[WORK REQUEST] Write the records out once more, so that nothing differs from the original.
AVAILABLE RECORDS below:
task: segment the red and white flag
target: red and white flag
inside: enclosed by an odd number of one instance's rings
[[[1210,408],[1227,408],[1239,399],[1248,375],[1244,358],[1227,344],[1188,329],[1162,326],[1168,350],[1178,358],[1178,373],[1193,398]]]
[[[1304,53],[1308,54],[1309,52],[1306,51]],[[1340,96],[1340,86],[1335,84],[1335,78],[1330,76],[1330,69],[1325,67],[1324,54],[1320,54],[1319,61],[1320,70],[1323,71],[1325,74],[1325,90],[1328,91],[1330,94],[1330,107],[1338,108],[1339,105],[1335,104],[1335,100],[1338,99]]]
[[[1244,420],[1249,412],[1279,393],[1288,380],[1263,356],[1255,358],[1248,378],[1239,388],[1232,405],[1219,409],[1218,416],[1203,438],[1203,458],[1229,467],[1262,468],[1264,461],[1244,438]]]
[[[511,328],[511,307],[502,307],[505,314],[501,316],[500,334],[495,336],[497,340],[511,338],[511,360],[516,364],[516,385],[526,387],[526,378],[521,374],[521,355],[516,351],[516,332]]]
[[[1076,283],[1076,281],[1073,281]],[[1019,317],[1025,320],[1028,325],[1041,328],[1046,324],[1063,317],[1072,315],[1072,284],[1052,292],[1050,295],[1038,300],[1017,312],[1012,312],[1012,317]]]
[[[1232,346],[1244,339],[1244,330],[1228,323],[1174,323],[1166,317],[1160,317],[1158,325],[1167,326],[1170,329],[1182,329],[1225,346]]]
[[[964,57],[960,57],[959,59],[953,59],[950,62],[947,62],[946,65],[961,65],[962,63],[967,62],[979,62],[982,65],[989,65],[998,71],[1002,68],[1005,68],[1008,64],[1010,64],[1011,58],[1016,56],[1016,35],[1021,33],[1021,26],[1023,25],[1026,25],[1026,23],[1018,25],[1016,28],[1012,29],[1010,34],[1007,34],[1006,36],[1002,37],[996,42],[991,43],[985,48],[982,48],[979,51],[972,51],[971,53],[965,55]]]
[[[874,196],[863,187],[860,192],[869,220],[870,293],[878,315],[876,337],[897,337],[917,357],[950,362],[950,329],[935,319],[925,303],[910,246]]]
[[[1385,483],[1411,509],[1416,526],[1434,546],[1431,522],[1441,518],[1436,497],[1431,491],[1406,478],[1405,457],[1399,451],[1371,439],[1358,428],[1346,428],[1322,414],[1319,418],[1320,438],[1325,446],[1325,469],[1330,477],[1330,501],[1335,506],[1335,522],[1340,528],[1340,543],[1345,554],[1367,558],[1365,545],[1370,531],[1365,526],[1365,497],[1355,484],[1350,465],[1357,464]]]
End of AVAILABLE RECORDS.
[EXPECTED ANSWER]
task: segment the red and white flag
target: red and white flag
inside: enclosed by an odd number of one instance's rings
[[[1210,408],[1227,408],[1239,399],[1248,375],[1244,358],[1227,344],[1188,329],[1162,326],[1168,350],[1178,358],[1178,373],[1193,398]]]
[[[1304,53],[1308,54],[1309,52],[1306,51]],[[1340,96],[1340,86],[1335,84],[1335,78],[1330,76],[1330,69],[1325,67],[1324,54],[1320,54],[1319,61],[1320,70],[1323,71],[1325,74],[1325,90],[1328,91],[1330,94],[1330,107],[1338,108],[1339,105],[1335,104],[1335,100],[1338,99]]]
[[[1244,420],[1249,412],[1279,393],[1288,380],[1263,356],[1255,358],[1248,378],[1239,388],[1232,405],[1219,409],[1218,416],[1203,438],[1203,458],[1229,467],[1262,468],[1264,461],[1244,438]]]
[[[511,328],[511,307],[502,307],[505,314],[501,316],[500,334],[495,336],[497,340],[511,338],[511,360],[516,364],[516,385],[526,387],[526,378],[521,374],[521,355],[516,351],[516,332]]]
[[[1076,283],[1076,281],[1073,281]],[[1019,317],[1025,320],[1028,325],[1041,328],[1046,324],[1063,317],[1072,315],[1072,284],[1052,292],[1050,295],[1038,300],[1017,312],[1012,312],[1012,317]]]
[[[1232,346],[1244,339],[1244,330],[1228,323],[1174,323],[1166,317],[1160,317],[1158,325],[1167,326],[1170,329],[1182,329],[1225,346]]]
[[[964,57],[960,57],[959,59],[953,59],[950,62],[947,62],[946,65],[961,65],[962,63],[967,62],[979,62],[982,65],[989,65],[998,71],[1002,68],[1005,68],[1008,64],[1010,64],[1011,58],[1016,56],[1016,35],[1021,33],[1021,26],[1023,25],[1026,25],[1026,23],[1018,25],[1016,28],[1012,29],[1010,34],[1007,34],[1006,36],[1002,37],[996,42],[991,43],[985,48],[982,48],[979,51],[972,51],[971,53],[965,55]]]
[[[874,196],[863,187],[860,192],[869,220],[870,293],[878,315],[876,337],[897,337],[917,357],[950,362],[950,329],[935,319],[925,303],[910,246]]]
[[[1385,483],[1411,509],[1416,526],[1434,546],[1431,522],[1441,518],[1436,497],[1431,491],[1406,478],[1405,457],[1399,451],[1371,439],[1358,428],[1346,428],[1322,414],[1319,418],[1320,438],[1325,446],[1325,469],[1330,477],[1330,501],[1335,506],[1335,522],[1340,528],[1340,543],[1345,554],[1367,558],[1365,545],[1370,531],[1365,526],[1365,497],[1355,484],[1350,465],[1357,464]]]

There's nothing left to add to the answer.